Task goal -
Write out the entries below exactly. End with the line that contains "positive clicks: (398, 379)".
──────────
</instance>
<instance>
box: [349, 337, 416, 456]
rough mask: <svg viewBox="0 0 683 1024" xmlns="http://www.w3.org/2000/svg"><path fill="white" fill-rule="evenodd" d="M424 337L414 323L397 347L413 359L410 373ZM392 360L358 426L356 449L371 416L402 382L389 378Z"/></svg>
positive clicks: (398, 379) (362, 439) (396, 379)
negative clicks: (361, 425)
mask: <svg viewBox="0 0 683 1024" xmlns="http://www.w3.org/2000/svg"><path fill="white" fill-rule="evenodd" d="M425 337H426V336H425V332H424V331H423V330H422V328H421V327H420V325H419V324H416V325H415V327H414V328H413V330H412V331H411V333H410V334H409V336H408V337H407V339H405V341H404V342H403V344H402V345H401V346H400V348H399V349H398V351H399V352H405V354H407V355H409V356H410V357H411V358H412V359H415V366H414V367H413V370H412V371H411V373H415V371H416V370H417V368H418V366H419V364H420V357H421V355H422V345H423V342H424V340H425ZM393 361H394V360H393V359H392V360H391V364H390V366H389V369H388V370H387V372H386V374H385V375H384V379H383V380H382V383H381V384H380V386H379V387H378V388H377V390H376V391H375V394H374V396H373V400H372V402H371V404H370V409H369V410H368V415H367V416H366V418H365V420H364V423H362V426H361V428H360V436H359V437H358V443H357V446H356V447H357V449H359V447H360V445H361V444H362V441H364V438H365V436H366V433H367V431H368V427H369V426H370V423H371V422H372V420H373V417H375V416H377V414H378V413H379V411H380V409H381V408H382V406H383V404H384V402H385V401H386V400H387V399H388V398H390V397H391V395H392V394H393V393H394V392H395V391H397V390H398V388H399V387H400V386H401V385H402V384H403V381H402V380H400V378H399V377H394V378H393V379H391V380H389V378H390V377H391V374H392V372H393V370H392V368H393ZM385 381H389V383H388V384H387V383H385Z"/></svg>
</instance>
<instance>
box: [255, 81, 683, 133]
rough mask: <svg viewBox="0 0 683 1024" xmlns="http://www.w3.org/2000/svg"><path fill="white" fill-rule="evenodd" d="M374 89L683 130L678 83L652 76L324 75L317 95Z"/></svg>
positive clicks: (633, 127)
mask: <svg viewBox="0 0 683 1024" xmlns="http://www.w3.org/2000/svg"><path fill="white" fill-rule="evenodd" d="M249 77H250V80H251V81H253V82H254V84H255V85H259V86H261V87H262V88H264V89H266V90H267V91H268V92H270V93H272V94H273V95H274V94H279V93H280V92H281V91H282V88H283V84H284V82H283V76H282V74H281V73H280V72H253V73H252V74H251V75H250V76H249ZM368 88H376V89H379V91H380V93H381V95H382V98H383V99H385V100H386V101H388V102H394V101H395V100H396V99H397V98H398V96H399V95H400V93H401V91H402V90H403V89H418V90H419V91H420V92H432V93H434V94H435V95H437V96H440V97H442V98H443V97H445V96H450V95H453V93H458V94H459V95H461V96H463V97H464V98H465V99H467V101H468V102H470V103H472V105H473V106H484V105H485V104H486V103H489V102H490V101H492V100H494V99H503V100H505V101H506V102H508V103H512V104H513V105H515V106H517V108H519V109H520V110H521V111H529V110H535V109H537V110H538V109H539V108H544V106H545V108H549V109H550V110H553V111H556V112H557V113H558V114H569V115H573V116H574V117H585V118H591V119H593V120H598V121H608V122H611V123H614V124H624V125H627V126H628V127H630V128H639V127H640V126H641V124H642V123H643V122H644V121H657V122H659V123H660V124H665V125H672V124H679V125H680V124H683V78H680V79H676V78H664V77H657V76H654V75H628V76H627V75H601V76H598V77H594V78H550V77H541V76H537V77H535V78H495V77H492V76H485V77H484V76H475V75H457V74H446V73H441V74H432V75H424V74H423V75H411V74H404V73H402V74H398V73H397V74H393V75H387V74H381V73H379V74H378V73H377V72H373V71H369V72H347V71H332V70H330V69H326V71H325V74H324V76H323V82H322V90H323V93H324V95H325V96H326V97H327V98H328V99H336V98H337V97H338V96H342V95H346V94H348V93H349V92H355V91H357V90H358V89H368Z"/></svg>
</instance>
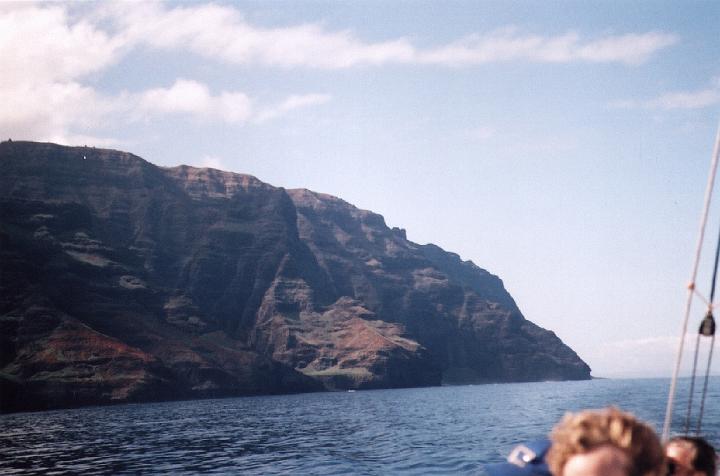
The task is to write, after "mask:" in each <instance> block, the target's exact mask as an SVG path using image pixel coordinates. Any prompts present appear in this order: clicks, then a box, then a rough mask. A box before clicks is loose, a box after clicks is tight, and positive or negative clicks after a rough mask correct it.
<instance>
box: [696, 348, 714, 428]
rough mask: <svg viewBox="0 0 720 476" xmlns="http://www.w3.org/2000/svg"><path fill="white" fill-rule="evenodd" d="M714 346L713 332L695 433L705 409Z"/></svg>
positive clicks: (701, 418)
mask: <svg viewBox="0 0 720 476" xmlns="http://www.w3.org/2000/svg"><path fill="white" fill-rule="evenodd" d="M714 347H715V334H713V336H712V340H711V341H710V352H709V353H708V366H707V369H706V370H705V385H704V386H703V397H702V400H700V414H699V415H698V426H697V429H696V430H695V434H696V435H698V436H699V435H700V426H701V425H702V416H703V412H704V411H705V397H706V396H707V381H708V377H710V364H711V363H712V351H713V348H714Z"/></svg>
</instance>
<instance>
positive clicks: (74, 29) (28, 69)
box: [0, 4, 124, 88]
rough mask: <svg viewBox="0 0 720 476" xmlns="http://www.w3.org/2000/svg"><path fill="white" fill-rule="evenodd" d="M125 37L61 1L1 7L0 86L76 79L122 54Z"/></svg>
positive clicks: (115, 61)
mask: <svg viewBox="0 0 720 476" xmlns="http://www.w3.org/2000/svg"><path fill="white" fill-rule="evenodd" d="M123 44H124V41H123V40H122V39H121V38H117V37H112V36H110V35H109V34H108V33H106V32H105V31H103V30H102V29H100V28H99V27H97V26H95V25H93V24H92V23H91V22H89V21H87V20H85V19H80V20H77V21H73V20H71V18H70V17H69V15H68V13H67V11H66V9H65V8H63V7H61V6H55V5H50V6H45V7H36V6H33V5H24V4H20V5H19V7H17V8H8V7H6V8H3V9H2V10H0V62H1V64H2V74H0V88H6V87H12V86H13V85H14V84H17V83H18V82H20V83H22V84H24V85H28V84H30V85H36V84H40V85H45V84H53V83H57V82H67V81H71V80H76V79H77V78H81V77H83V76H86V75H88V74H90V73H94V72H97V71H102V70H103V69H105V68H107V67H108V66H110V65H111V64H113V63H115V62H116V61H118V60H119V59H120V57H121V53H122V46H123Z"/></svg>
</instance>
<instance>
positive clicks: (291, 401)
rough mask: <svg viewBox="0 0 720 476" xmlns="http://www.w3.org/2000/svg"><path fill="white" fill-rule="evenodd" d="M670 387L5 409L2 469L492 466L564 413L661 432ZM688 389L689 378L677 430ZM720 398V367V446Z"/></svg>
mask: <svg viewBox="0 0 720 476" xmlns="http://www.w3.org/2000/svg"><path fill="white" fill-rule="evenodd" d="M699 383H700V385H699V386H700V387H701V386H702V385H701V383H702V382H699ZM668 387H669V381H668V380H667V379H642V380H592V381H586V382H543V383H522V384H497V385H469V386H457V387H435V388H420V389H403V390H374V391H358V392H337V393H315V394H301V395H286V396H267V397H245V398H232V399H217V400H199V401H181V402H168V403H150V404H131V405H122V406H111V407H90V408H82V409H74V410H58V411H49V412H37V413H18V414H10V415H3V416H0V474H78V473H81V474H108V473H113V474H118V473H125V474H128V473H132V474H137V473H146V474H149V473H152V474H170V473H172V474H183V473H184V474H192V473H214V474H263V475H266V474H368V475H375V474H483V470H482V466H483V464H484V463H491V462H500V461H503V460H504V457H505V456H506V455H507V453H508V452H509V451H510V450H511V449H512V447H513V446H514V445H515V444H516V443H519V442H523V441H525V440H528V439H534V438H539V437H543V436H544V435H546V434H547V433H548V431H549V430H550V429H551V428H552V426H553V425H554V424H555V423H556V422H557V420H558V419H559V418H560V417H561V416H562V415H563V414H564V413H565V412H566V411H576V410H580V409H584V408H599V407H604V406H607V405H617V406H619V407H621V408H623V409H625V410H629V411H632V412H633V413H635V414H636V415H637V416H638V417H640V418H642V419H644V420H646V421H648V422H649V423H651V424H652V425H653V426H654V427H655V428H656V429H657V430H658V431H661V430H662V422H663V419H664V413H665V405H666V399H667V392H668ZM688 387H689V381H687V380H684V381H681V382H680V386H679V392H678V397H677V405H676V408H675V418H674V426H673V430H674V432H675V433H677V432H680V431H681V430H682V423H683V420H684V417H685V408H686V404H687V392H688ZM718 397H720V377H714V378H712V379H711V381H710V386H709V393H708V397H707V401H706V408H705V416H704V419H703V433H704V434H705V436H706V437H707V438H708V439H709V440H710V441H711V442H712V443H713V444H714V445H715V446H716V447H717V446H718V444H720V398H718ZM697 406H698V405H697V404H696V405H695V408H697Z"/></svg>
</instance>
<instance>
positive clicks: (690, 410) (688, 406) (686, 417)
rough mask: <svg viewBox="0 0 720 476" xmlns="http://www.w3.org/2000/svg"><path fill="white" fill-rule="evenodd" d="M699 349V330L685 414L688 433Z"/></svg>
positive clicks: (689, 426)
mask: <svg viewBox="0 0 720 476" xmlns="http://www.w3.org/2000/svg"><path fill="white" fill-rule="evenodd" d="M698 349H700V333H699V332H698V336H697V339H695V358H694V359H693V373H692V377H691V379H690V397H689V398H688V411H687V414H686V415H685V428H684V431H683V433H685V434H686V435H687V434H688V433H689V432H690V415H691V414H692V401H693V396H694V395H695V373H696V370H697V356H698Z"/></svg>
──────────
Exercise answer -
</instance>
<instance>
box: [349, 337, 416, 456]
rough mask: <svg viewBox="0 0 683 1024" xmlns="http://www.w3.org/2000/svg"><path fill="white" fill-rule="evenodd" d="M424 337L414 323L397 347L413 359L410 373ZM392 360L358 426L356 449L371 416L402 382L389 378Z"/></svg>
positive clicks: (398, 379) (362, 439) (396, 379)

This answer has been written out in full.